Take the material below and write it all out again exactly.

(Object pointing dataset rows)
>>>>

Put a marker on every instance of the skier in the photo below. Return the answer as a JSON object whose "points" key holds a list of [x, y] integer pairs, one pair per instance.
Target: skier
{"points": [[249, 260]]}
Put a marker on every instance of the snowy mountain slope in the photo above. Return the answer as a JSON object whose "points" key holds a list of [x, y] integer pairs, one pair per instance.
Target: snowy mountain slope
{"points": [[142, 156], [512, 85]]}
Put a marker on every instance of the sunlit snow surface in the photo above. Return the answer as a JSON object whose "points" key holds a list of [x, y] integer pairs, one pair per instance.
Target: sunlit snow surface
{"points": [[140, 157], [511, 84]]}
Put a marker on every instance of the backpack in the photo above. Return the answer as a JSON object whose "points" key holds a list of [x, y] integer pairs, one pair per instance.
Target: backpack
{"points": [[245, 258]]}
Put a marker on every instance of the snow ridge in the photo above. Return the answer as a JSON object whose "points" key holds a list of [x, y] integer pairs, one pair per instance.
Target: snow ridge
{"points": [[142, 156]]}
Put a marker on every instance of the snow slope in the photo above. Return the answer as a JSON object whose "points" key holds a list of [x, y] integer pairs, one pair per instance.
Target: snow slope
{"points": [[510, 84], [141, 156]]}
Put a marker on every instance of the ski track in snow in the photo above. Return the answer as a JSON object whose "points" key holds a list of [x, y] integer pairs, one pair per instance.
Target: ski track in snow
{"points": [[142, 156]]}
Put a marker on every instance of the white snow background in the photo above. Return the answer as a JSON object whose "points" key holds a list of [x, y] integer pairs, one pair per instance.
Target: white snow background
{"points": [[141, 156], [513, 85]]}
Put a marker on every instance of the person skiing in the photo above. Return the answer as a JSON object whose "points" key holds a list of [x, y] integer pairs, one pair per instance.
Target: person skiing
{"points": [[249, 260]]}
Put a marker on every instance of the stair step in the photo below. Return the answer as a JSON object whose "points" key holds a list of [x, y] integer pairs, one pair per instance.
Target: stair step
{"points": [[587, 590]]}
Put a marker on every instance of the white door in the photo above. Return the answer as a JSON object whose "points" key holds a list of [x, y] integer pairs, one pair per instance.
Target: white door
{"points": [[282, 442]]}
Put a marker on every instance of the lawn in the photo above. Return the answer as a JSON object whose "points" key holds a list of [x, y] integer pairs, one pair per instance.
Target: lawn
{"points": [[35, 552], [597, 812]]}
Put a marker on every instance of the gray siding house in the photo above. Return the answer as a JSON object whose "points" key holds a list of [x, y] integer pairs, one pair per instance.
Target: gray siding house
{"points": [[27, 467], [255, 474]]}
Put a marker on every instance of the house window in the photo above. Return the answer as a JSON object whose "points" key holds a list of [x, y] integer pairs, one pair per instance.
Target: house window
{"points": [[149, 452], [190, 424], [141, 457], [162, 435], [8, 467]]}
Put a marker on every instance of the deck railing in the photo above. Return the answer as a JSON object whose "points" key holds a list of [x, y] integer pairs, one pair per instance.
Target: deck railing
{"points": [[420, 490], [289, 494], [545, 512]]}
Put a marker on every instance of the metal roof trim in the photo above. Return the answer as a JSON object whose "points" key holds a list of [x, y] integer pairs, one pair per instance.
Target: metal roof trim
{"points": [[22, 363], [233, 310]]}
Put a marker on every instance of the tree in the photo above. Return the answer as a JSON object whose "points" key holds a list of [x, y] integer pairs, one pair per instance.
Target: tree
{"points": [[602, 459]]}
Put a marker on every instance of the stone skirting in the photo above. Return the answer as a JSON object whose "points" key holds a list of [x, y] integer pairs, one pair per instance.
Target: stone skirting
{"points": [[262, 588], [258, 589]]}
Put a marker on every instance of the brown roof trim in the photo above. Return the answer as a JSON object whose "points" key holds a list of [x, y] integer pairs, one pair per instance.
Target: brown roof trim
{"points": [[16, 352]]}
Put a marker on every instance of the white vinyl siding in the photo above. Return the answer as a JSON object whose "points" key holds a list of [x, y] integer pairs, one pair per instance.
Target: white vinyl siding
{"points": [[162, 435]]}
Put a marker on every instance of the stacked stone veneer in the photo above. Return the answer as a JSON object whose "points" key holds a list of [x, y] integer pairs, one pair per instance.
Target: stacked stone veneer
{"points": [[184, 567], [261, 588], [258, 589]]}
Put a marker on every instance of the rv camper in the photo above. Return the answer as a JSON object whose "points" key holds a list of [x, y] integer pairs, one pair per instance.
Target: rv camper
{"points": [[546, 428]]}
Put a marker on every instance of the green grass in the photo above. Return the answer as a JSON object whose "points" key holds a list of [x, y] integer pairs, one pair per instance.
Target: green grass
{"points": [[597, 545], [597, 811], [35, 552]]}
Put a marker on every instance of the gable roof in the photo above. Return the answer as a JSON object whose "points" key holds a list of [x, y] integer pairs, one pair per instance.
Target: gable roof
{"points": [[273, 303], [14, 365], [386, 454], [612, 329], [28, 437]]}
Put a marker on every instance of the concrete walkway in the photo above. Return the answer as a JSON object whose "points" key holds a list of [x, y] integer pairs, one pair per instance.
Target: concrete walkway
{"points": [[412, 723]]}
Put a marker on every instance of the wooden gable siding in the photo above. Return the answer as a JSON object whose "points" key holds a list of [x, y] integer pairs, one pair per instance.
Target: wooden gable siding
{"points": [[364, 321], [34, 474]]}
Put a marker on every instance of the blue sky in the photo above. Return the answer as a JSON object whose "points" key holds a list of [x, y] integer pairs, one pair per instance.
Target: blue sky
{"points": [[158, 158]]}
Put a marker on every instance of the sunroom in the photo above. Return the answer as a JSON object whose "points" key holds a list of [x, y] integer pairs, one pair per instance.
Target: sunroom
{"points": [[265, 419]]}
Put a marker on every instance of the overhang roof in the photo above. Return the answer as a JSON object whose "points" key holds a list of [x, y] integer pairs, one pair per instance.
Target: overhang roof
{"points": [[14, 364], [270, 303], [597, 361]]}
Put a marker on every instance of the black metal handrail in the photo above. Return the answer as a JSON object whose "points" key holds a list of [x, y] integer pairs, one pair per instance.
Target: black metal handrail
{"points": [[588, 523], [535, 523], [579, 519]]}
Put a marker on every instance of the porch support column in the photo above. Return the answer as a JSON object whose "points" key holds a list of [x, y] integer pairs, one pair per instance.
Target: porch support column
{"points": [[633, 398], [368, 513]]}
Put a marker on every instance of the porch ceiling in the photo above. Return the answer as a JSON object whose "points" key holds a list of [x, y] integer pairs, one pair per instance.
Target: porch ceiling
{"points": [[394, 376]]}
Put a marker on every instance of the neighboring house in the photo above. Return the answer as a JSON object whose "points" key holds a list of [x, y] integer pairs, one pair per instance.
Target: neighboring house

<<<<

THE RESPONSE:
Put a marker on every instance of the skier in the photo below. Return the answer as a JSON object whose "points" key holds a list of [x, y] integer pairs, one pair per instance.
Target: skier
{"points": [[249, 260]]}
Put a marker on every instance of the snowy mountain slope in the photo above. Return the answer as a JSON object whose "points" key holds a list of [x, y] integer pairs, one pair per instance.
Target: snowy mountain slope
{"points": [[142, 156], [512, 85]]}
Put a marker on every instance of the sunlit snow surface in the photo above. Return the answer as a JSON object whose "points" key holds a list of [x, y] integer pairs, one pair per instance.
Target: sunlit snow surface
{"points": [[140, 157], [511, 84]]}
Put a marker on every instance of the backpack in the photo above. Return the answer as a JSON object whose "points" key holds a list of [x, y] integer pairs, one pair per instance.
Target: backpack
{"points": [[245, 258]]}
Put a marker on every instance of the snow ridge in the photo above. Return the answer as a JSON object whose "points" key holds a list of [x, y] integer pairs, one pair per instance.
Target: snow ridge
{"points": [[142, 156]]}
Put a marker on every instance of the snow slope in the photo above. Return the answer as a JSON object whose "points" key holds a list of [x, y] integer pairs, one pair per instance.
Target: snow slope
{"points": [[510, 84], [141, 156]]}
Put a marker on every instance of the ski track in snow in the photo above. Return the answer as a JSON object whose "points" key holds a list of [x, y] integer pairs, one pair per instance.
Target: ski track in snow
{"points": [[142, 156]]}
Put a marker on every instance of the white snow background in the photo above. Return the answer as a JSON object whose "points" key holds a list of [x, y] integer pairs, one pair per instance.
Target: white snow background
{"points": [[141, 156], [513, 85]]}
Put a marker on every instance of the person skiing in the photo above. Return the answer as a JSON object whose "points" key holds a list of [x, y] integer pairs, one pair per instance.
Target: person skiing
{"points": [[249, 260]]}
Put a marker on every instance of the stair step in the photo below. Return the answer as a JSON object whose "points" key holds a list of [x, y] integer pairs, one pair per instance.
Target: stair step
{"points": [[587, 590]]}
Put a marker on every instance of the white door in the photo above. Return the answer as a JSON object whose "points" key holds a list of [x, y] integer pairs, one pair per instance.
Target: white door
{"points": [[282, 442]]}
Put a marker on every instance of the lawn in the photo above. Return the answer as a JSON object whose "points" key holds a list of [x, y] integer pairs, one pair per instance.
Target: lawn
{"points": [[35, 552], [597, 812]]}
Put a marker on every instance of the gray siding house in the photo above. Return the answer as a JSON object whose "points" key holds a list of [x, y] integer pairs, one pair per instance.
Target: gray siding house
{"points": [[27, 467], [255, 474]]}
Put a marker on every instance of the house window in the photo above. Return the answer as a JSON object whose "points" key holds a list of [x, y] integer pairs, one pair per instance.
Target: house window
{"points": [[149, 452], [190, 424], [141, 457], [162, 435], [8, 467]]}
Put a marker on every instance of the deck railing in the photo above. Return the answer as a JSON object whose "points" key holds a list of [x, y] integer pairs, one pair per instance.
Target: deck railing
{"points": [[420, 490], [289, 494], [545, 512]]}
Put a marker on every instance of the metal roof trim in the photo above. Return the answer as a JSON object whose "points" key holds a list of [x, y] integer pairs, one pair per instance.
Target: metal roof trim
{"points": [[22, 363], [233, 310]]}
Put a marker on every instance of the tree in the photo above. Return the answer as a JSON object whose "points" key holds a list of [x, y] integer pairs, one pair per instance.
Target: tree
{"points": [[602, 459]]}
Put a marker on every instance of the stone skirting in the photo above. Return the answer as a JSON object whose "points" key holds a list of [x, y] integer pairs, one pair per instance.
Target: stone skirting
{"points": [[262, 588], [258, 589]]}
Put a marker on every instance of the brown roof trim in the photo above. Return the answer as a JSON object whose "points" key holds a list of [x, y] integer pairs, one pair per instance.
Target: brown roof trim
{"points": [[16, 352]]}
Put a marker on every instance of the white vinyl siding in the photo above. Return the answer as a JSON object whose "points" key holds a list of [x, y] integer pairs, one pair per instance.
Target: white vinyl siding
{"points": [[162, 435]]}
Put a marker on every instance of the stacked stone veneer in the photo above. Return the answer as a JSON object whose "points" key holds a list of [x, y] integer pairs, one pair per instance.
Target: stacked stone veneer
{"points": [[184, 567], [261, 588], [258, 589]]}
Put a marker on every instance of the rv camper in the photo above. Return the answer as a JSON object whose "points" key holds a list of [x, y] integer pairs, one pair per instance.
Target: rv camper
{"points": [[546, 428]]}
Put a marker on every instance of the green grass in the photo above. Return the answer as a JSON object whose "points" key holds a list of [x, y] integer pairs, one pair per instance.
Target: green grass
{"points": [[597, 545], [597, 811], [35, 552]]}
Put a marker on every instance of the gable roof in the photo above. Return the answer as a JSON object whose "points" key holds a list of [x, y] integer pairs, one pair per instance.
Target: gable roof
{"points": [[273, 303], [14, 365], [386, 454], [612, 329], [28, 437]]}
Put a marker on every instance of the concrete walkway in the photo above. Return the answer as a JSON object whose "points" key holds a list of [x, y] integer pairs, one pair per instance.
Target: concrete walkway
{"points": [[412, 723]]}
Put a marker on every instance of the wooden gable siding in the photo above. Return the answer as a JSON object whose "points" key holds a list of [x, y] integer pairs, one pair per instance.
Target: wooden gable siding
{"points": [[364, 321], [34, 474]]}
Put a marker on every instance of the blue sky in the photo above. Return the answer as a JSON object whose "points" key holds a list of [x, y] integer pairs, one pair per instance.
Target: blue sky
{"points": [[158, 158]]}
Put a marker on every instance of the sunroom in the photo above. Return the answer as a JSON object whose "points" key holds a list of [x, y] integer pairs, one pair per instance.
Target: sunroom
{"points": [[265, 419]]}
Put a marker on every instance of the overhang roof in the photo above. Return the answer as a JSON object whose "points" key holds a list of [x, y] integer pairs, one pair per instance.
Target: overhang roof
{"points": [[14, 364], [270, 303], [597, 361]]}
Put a marker on every instance of the black metal handrail in the photo above. Return the answer as a JSON object whose "points" key holds a list of [x, y] integer pairs, one pair per instance.
Target: black metal handrail
{"points": [[588, 523], [535, 523], [579, 519]]}
Put a marker on every instance of the porch support column in the photo above. Return the answer as a JSON object whose "points" key holds a list of [x, y] integer pairs, one pair per instance.
Target: porch support column
{"points": [[633, 398], [368, 513]]}
Put a marker on every instance of the porch ceiling in the photo above. Return the answer as a JSON object whose "points" key holds a list of [x, y] integer pairs, one pair per instance.
Target: porch ceiling
{"points": [[394, 376]]}
Put a marker on every instance of the neighboring house in the photo above. Return the answer as a JSON object whose "points" key holds a list of [x, y] integer pairs, one pair per instance.
Target: neighboring house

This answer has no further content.